■ Source records:
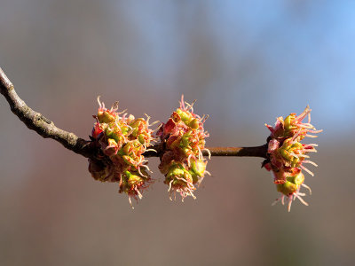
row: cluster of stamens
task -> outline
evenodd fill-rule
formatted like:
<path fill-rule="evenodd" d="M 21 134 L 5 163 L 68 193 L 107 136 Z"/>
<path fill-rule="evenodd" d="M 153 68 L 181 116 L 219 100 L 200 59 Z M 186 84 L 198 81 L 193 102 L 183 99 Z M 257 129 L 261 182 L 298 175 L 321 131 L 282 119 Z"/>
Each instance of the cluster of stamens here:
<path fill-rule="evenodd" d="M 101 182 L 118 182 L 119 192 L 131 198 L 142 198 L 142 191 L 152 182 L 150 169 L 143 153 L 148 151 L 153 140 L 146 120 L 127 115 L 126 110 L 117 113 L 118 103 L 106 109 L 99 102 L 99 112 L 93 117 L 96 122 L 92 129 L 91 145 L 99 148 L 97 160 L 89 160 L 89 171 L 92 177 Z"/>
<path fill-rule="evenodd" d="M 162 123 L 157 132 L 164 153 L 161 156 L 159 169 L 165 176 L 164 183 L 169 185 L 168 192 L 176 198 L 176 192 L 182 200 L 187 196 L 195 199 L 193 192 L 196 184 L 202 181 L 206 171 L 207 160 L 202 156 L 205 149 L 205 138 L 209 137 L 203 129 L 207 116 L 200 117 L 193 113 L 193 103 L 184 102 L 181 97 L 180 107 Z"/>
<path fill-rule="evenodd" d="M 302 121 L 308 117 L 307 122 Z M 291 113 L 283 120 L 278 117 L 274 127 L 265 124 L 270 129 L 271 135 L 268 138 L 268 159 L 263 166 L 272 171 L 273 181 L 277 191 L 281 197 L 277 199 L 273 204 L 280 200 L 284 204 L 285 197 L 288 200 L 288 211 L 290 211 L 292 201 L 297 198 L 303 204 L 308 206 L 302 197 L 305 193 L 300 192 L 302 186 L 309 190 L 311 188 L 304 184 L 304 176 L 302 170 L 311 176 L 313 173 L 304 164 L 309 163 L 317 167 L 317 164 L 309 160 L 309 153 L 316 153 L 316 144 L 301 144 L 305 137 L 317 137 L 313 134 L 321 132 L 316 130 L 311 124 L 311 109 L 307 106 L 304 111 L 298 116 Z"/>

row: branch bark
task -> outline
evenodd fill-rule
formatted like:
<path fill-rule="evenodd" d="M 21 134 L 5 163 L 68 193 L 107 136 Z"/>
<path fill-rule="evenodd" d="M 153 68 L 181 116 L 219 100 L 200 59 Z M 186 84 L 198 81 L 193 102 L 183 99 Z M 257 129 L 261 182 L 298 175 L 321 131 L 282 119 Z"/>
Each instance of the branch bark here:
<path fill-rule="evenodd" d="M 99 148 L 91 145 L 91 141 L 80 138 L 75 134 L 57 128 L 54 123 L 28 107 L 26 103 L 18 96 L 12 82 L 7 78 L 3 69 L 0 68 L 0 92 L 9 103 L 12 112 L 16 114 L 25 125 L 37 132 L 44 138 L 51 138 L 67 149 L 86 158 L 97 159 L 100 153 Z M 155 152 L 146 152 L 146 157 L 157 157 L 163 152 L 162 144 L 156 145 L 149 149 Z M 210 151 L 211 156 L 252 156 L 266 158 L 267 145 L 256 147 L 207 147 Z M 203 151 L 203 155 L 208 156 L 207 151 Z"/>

■ Requirement:
Copy the lines of the listing from the one containing "row: branch bark" through the end of the listing, both ends included, without changing anything.

■ Problem solution:
row: branch bark
task -> outline
evenodd fill-rule
formatted like:
<path fill-rule="evenodd" d="M 21 134 L 5 163 L 68 193 L 107 136 Z"/>
<path fill-rule="evenodd" d="M 153 68 L 181 116 L 219 100 L 200 59 Z M 186 84 L 198 81 L 193 102 L 183 99 Z M 257 129 L 261 182 L 298 175 L 321 131 L 282 119 Z"/>
Each instance of the branch bark here:
<path fill-rule="evenodd" d="M 99 148 L 91 145 L 91 141 L 80 138 L 75 134 L 57 128 L 54 123 L 28 107 L 26 103 L 18 96 L 12 82 L 7 78 L 3 69 L 0 68 L 0 92 L 9 103 L 12 112 L 16 114 L 25 125 L 37 132 L 44 138 L 51 138 L 67 149 L 86 158 L 97 159 L 100 153 Z M 155 152 L 146 152 L 146 157 L 157 157 L 163 152 L 162 144 L 156 145 L 149 149 Z M 210 151 L 211 156 L 252 156 L 266 158 L 267 145 L 256 147 L 207 147 Z M 203 151 L 203 155 L 208 156 L 207 151 Z"/>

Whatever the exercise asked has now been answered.